* [To do]
Render every line of the records below as a numbered list, skipping any blank lines. Leave the pictures out of your answer.

Stored data entries
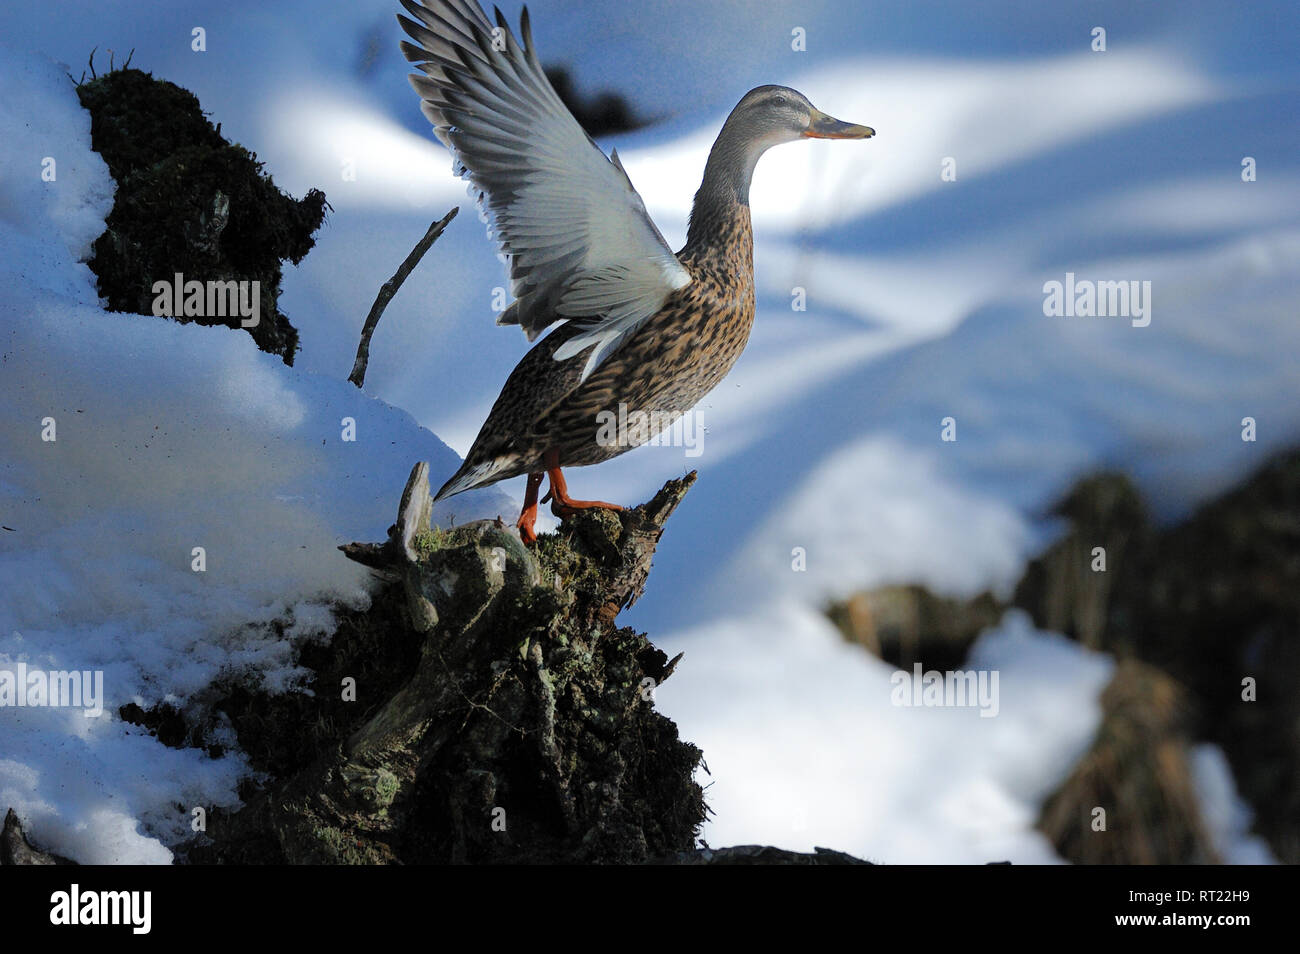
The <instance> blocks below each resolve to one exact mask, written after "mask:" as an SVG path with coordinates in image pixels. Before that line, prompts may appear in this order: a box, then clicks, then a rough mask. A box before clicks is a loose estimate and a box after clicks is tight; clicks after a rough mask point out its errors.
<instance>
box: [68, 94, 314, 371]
mask: <svg viewBox="0 0 1300 954" xmlns="http://www.w3.org/2000/svg"><path fill="white" fill-rule="evenodd" d="M77 92H78V96H79V97H81V101H82V105H83V107H85V108H86V109H87V110H88V112H90V114H91V144H92V146H94V148H95V151H96V152H99V153H100V155H101V156H103V157H104V161H105V162H107V164H108V168H109V172H110V173H112V174H113V178H114V179H116V181H117V195H116V200H114V204H113V211H112V212H110V213H109V216H108V220H107V222H105V225H107V229H105V231H104V234H103V235H100V237H99V238H98V239H96V240H95V250H94V257H92V259H91V261H90V268H91V270H92V272H94V273H95V276H96V277H98V278H99V292H100V295H101V296H103V298H104V299H105V302H107V304H108V308H109V309H112V311H118V312H134V313H136V315H152V313H153V302H155V298H156V294H155V291H153V283H155V282H157V281H165V282H169V283H170V282H172V281H173V276H175V274H177V273H181V274H182V276H183V278H185V281H199V282H204V283H207V282H227V281H235V282H239V281H247V282H252V281H256V282H259V283H260V285H259V289H260V294H259V322H257V325H256V326H253V328H250V329H247V330H248V333H250V334H251V335H252V338H253V341H255V342H256V343H257V347H259V348H261V350H263V351H266V352H270V354H274V355H279V356H281V357H282V359H283V361H285V364H292V363H294V354H295V351H296V350H298V331H296V329H294V326H292V325H291V324H290V322H289V318H287V317H285V316H283V315H282V313H281V312H279V309H278V298H279V281H281V263H282V261H286V260H287V261H291V263H294V264H298V263H299V261H302V259H303V256H305V255H307V252H308V251H309V250H311V248H312V246H313V244H315V239H313V238H312V235H313V234H315V231H316V230H317V229H318V227H320V225H321V222H322V221H324V218H325V194H324V192H321V191H320V190H311V191H309V192H308V194H307V196H305V198H303V199H302V200H295V199H292V198H290V196H289V195H285V194H283V192H281V191H279V188H277V187H276V183H274V182H273V181H272V179H270V177H269V175H266V174H264V172H263V165H261V162H259V161H257V157H256V156H255V155H253V153H251V152H248V151H247V149H244V148H243V147H242V146H238V144H230V143H227V142H226V140H225V139H224V138H222V136H221V129H220V126H217V127H213V125H212V123H211V122H209V121H208V118H207V117H205V116H204V114H203V110H201V109H200V108H199V100H198V99H195V96H194V94H191V92H188V91H187V90H182V88H181V87H178V86H175V84H173V83H168V82H164V81H159V79H153V78H152V77H151V75H148V74H147V73H142V71H140V70H134V69H122V70H114V71H112V73H105V74H104V75H101V77H99V78H96V79H94V81H91V82H87V83H82V84H81V86H78V87H77ZM174 317H175V320H177V321H198V322H199V324H204V325H226V326H229V328H240V317H239V316H222V315H214V313H209V315H204V316H183V315H177V316H174Z"/></svg>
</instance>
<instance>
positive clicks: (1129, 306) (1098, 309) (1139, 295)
mask: <svg viewBox="0 0 1300 954" xmlns="http://www.w3.org/2000/svg"><path fill="white" fill-rule="evenodd" d="M1043 295H1044V298H1043V313H1044V315H1047V316H1048V317H1049V318H1074V317H1079V318H1130V320H1131V321H1132V326H1134V328H1147V325H1149V324H1151V282H1149V281H1145V282H1139V281H1118V282H1093V281H1091V279H1087V278H1084V279H1078V281H1076V279H1075V277H1074V272H1066V273H1065V281H1063V282H1057V281H1052V282H1044V283H1043Z"/></svg>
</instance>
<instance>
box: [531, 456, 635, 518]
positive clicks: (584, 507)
mask: <svg viewBox="0 0 1300 954" xmlns="http://www.w3.org/2000/svg"><path fill="white" fill-rule="evenodd" d="M543 465H545V467H546V476H547V477H550V478H551V489H550V490H549V491H547V493H546V496H543V498H542V503H546V502H547V500H550V502H551V513H554V515H555V516H558V517H559V519H560V520H564V519H565V517H571V516H573V515H575V513H577V512H578V511H580V509H591V508H593V507H599V508H602V509H623V507H620V506H619V504H616V503H606V502H604V500H575V499H573V498H572V496H569V495H568V486H567V485H565V483H564V474H563V473H560V455H559V452H558V451H547V454H546V458H545V459H543Z"/></svg>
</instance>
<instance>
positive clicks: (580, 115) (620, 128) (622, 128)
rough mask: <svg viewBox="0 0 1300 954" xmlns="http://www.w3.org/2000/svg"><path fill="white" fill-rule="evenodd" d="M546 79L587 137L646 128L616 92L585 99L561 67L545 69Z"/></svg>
mask: <svg viewBox="0 0 1300 954" xmlns="http://www.w3.org/2000/svg"><path fill="white" fill-rule="evenodd" d="M546 78H547V79H550V81H551V86H552V87H554V88H555V94H556V95H558V96H559V97H560V101H562V103H564V105H565V107H568V110H569V112H571V113H573V118H575V120H577V122H578V125H580V126H581V127H582V129H584V130H585V131H586V134H588V135H590V136H601V135H607V134H610V133H630V131H632V130H636V129H642V127H643V126H647V125H649V121H647V120H643V118H641V117H640V116H638V114H637V113H636V110H634V109H633V108H632V105H630V104H629V103H628V100H627V99H625V97H623V96H620V95H619V94H616V92H598V94H595V95H593V96H586V95H585V94H581V92H578V90H577V86H576V84H575V83H573V75H572V74H571V73H569V71H568V69H567V68H564V66H547V68H546Z"/></svg>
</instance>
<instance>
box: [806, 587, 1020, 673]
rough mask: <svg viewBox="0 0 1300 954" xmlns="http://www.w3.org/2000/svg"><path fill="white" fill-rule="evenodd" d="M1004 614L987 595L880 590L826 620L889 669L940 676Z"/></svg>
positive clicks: (842, 609) (984, 594) (913, 589)
mask: <svg viewBox="0 0 1300 954" xmlns="http://www.w3.org/2000/svg"><path fill="white" fill-rule="evenodd" d="M1005 608H1006V607H1005V606H1004V604H1002V603H1001V602H1000V600H998V599H997V598H996V597H993V594H991V593H982V594H980V595H979V597H976V598H974V599H950V598H945V597H936V595H935V594H933V593H931V591H930V590H927V589H926V587H924V586H880V587H878V589H874V590H863V591H862V593H855V594H854V595H852V597H849V598H848V599H845V600H842V602H837V603H833V604H832V606H831V607H829V608H828V610H827V615H828V616H829V617H831V621H832V623H835V624H836V626H839V628H840V632H841V633H844V636H845V638H846V639H849V641H850V642H855V643H858V645H861V646H863V647H866V649H867V650H868V651H871V652H872V654H875V655H878V656H880V658H881V659H883V660H885V662H887V663H889V664H891V665H897V667H898V668H900V669H909V671H910V669H911V668H913V664H915V663H920V664H922V667H923V668H926V669H937V671H945V669H957V668H961V665H962V663H963V662H965V659H966V655H967V652H969V651H970V647H971V643H974V642H975V639H976V637H979V634H980V633H982V632H983V630H984V629H987V628H988V626H992V625H995V624H996V623H997V621H998V620H1000V619H1001V617H1002V612H1004V610H1005Z"/></svg>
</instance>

* [Your response]
1. The <instance> blocks below each resolve to one exact mask, written after "mask:" as an SVG path with coordinates in image pixels. Before that line, prompts may appear in this order: a box, then clicks, then a rough mask. A box before clicks is a loose estimate and a box after clicks is tight; clicks after a rough mask point out its errors.
2. <instance>
3. box: [68, 94, 314, 371]
4. mask: <svg viewBox="0 0 1300 954" xmlns="http://www.w3.org/2000/svg"><path fill="white" fill-rule="evenodd" d="M77 92H78V96H79V97H81V101H82V105H83V107H85V108H86V109H87V110H88V112H90V114H91V144H92V146H94V148H95V151H96V152H99V153H100V155H101V156H103V157H104V161H105V162H107V164H108V168H109V172H110V173H112V174H113V178H114V179H116V181H117V195H116V200H114V204H113V211H112V212H110V213H109V216H108V220H107V222H105V225H107V229H105V231H104V234H103V235H100V237H99V238H98V239H96V240H95V250H94V257H92V259H91V261H90V268H91V270H92V272H94V273H95V276H96V277H98V278H99V292H100V295H101V296H103V298H104V299H105V302H107V304H108V308H109V309H112V311H118V312H134V313H136V315H152V313H153V302H155V298H156V294H155V291H153V283H155V282H157V281H165V282H169V283H170V282H172V281H173V276H175V274H177V273H181V274H182V276H183V278H185V281H199V282H204V283H207V282H227V281H235V282H239V281H247V282H252V281H256V282H259V283H260V285H259V289H260V294H259V322H257V325H256V326H253V328H250V329H247V330H248V333H250V334H251V335H252V338H253V341H255V342H256V343H257V347H259V348H261V350H263V351H266V352H270V354H274V355H279V356H281V357H282V359H283V361H285V364H292V363H294V354H295V351H296V350H298V331H296V329H294V326H292V325H291V324H290V322H289V318H287V317H285V316H283V315H282V313H281V312H279V309H278V298H279V281H281V263H282V261H286V260H287V261H291V263H294V264H298V263H299V261H302V259H303V256H305V255H307V252H308V251H309V250H311V248H312V246H313V244H315V239H313V238H312V235H313V234H315V231H316V230H317V229H318V227H320V225H321V222H322V221H324V218H325V194H324V192H321V191H320V190H311V191H309V192H308V194H307V196H305V198H303V199H302V200H295V199H292V198H290V196H289V195H285V194H283V192H281V191H279V188H277V187H276V183H274V182H273V181H272V179H270V177H269V175H266V174H264V172H263V165H261V162H259V161H257V157H256V156H255V155H253V153H251V152H248V151H247V149H244V148H243V147H242V146H238V144H230V143H227V142H226V140H225V139H224V138H222V136H221V129H220V126H217V127H213V125H212V123H211V122H209V121H208V118H207V117H205V116H204V114H203V110H201V109H200V108H199V100H198V99H195V96H194V94H191V92H188V91H187V90H182V88H181V87H178V86H175V84H173V83H168V82H164V81H159V79H153V78H152V77H151V75H148V74H147V73H142V71H140V70H134V69H122V70H114V71H112V73H105V74H104V75H101V77H99V78H96V79H94V81H91V82H87V83H82V84H81V86H78V87H77ZM174 317H175V320H177V321H198V322H199V324H204V325H226V326H229V328H240V317H239V316H222V315H214V313H209V315H204V316H183V315H177V316H174Z"/></svg>
5. </instance>
6. <instance>
7. positive clicks: (1129, 306) (1098, 309) (1139, 295)
8. mask: <svg viewBox="0 0 1300 954" xmlns="http://www.w3.org/2000/svg"><path fill="white" fill-rule="evenodd" d="M1043 295H1044V298H1043V313H1044V315H1047V316H1048V317H1049V318H1074V317H1079V318H1130V320H1131V321H1132V326H1134V328H1147V325H1149V324H1151V282H1149V281H1145V282H1139V281H1118V282H1093V281H1091V279H1087V278H1084V279H1078V281H1076V279H1075V277H1074V272H1066V273H1065V281H1063V282H1057V281H1052V282H1044V283H1043Z"/></svg>
9. </instance>
10. <instance>
11. box: [531, 456, 635, 518]
12. positive clicks: (584, 507)
13. mask: <svg viewBox="0 0 1300 954" xmlns="http://www.w3.org/2000/svg"><path fill="white" fill-rule="evenodd" d="M543 465H545V467H546V476H547V477H550V478H551V489H550V490H549V491H547V493H546V496H543V498H542V503H546V502H547V500H550V502H551V513H554V515H555V516H558V517H559V519H560V520H564V519H565V517H571V516H573V515H575V513H577V512H578V511H580V509H591V508H593V507H599V508H602V509H623V507H620V506H619V504H616V503H606V502H604V500H575V499H573V498H572V496H569V495H568V486H567V485H565V483H564V474H563V473H560V455H559V452H558V451H547V454H546V458H545V459H543Z"/></svg>
14. </instance>
15. <instance>
16. positive clicks: (580, 115) (620, 128) (622, 128)
17. rough mask: <svg viewBox="0 0 1300 954" xmlns="http://www.w3.org/2000/svg"><path fill="white" fill-rule="evenodd" d="M546 79L587 137L646 128L616 92L585 99L561 67L545 69Z"/></svg>
18. mask: <svg viewBox="0 0 1300 954" xmlns="http://www.w3.org/2000/svg"><path fill="white" fill-rule="evenodd" d="M546 78H547V79H550V81H551V86H552V87H554V88H555V94H556V95H558V96H559V97H560V101H562V103H564V105H565V107H568V110H569V112H571V113H573V118H575V120H577V122H578V125H580V126H581V127H582V129H584V130H585V131H586V134H588V135H590V136H601V135H607V134H610V133H630V131H632V130H636V129H642V127H643V126H647V125H649V121H647V120H643V118H641V117H640V116H638V114H637V113H636V110H634V109H633V108H632V105H630V104H629V103H628V100H627V99H625V97H623V96H620V95H619V94H616V92H598V94H595V95H593V96H586V95H585V94H581V92H578V90H577V86H576V84H575V83H573V75H572V74H571V73H569V71H568V69H567V68H564V66H547V68H546Z"/></svg>
19. </instance>
20. <instance>
21. box: [806, 587, 1020, 673]
22. rough mask: <svg viewBox="0 0 1300 954" xmlns="http://www.w3.org/2000/svg"><path fill="white" fill-rule="evenodd" d="M1004 614L987 595L880 590L826 620L889 669L940 676Z"/></svg>
23. positive clicks: (842, 609) (984, 594) (913, 589)
24. mask: <svg viewBox="0 0 1300 954" xmlns="http://www.w3.org/2000/svg"><path fill="white" fill-rule="evenodd" d="M1005 608H1006V607H1005V606H1004V604H1002V603H1001V602H1000V600H998V599H997V598H996V597H993V594H991V593H982V594H980V595H979V597H976V598H974V599H950V598H945V597H936V595H935V594H933V593H931V591H930V590H927V589H926V587H924V586H880V587H878V589H874V590H863V591H862V593H855V594H854V595H852V597H849V598H848V599H845V600H842V602H837V603H833V604H832V606H831V607H829V608H828V610H827V615H828V616H829V617H831V621H832V623H835V624H836V626H839V628H840V632H841V633H844V636H845V638H846V639H849V641H850V642H855V643H858V645H861V646H863V647H866V649H867V650H868V651H871V652H872V654H875V655H878V656H880V658H881V659H883V660H885V662H887V663H889V664H891V665H897V667H898V668H900V669H909V671H910V669H911V668H913V664H915V663H920V664H922V667H923V668H926V669H937V671H945V669H957V668H961V665H962V663H963V662H965V659H966V655H967V652H969V651H970V647H971V643H974V642H975V639H976V637H979V634H980V633H982V632H983V630H984V629H987V628H988V626H992V625H995V624H996V623H997V621H998V620H1000V619H1001V617H1002V612H1004V610H1005Z"/></svg>
25. </instance>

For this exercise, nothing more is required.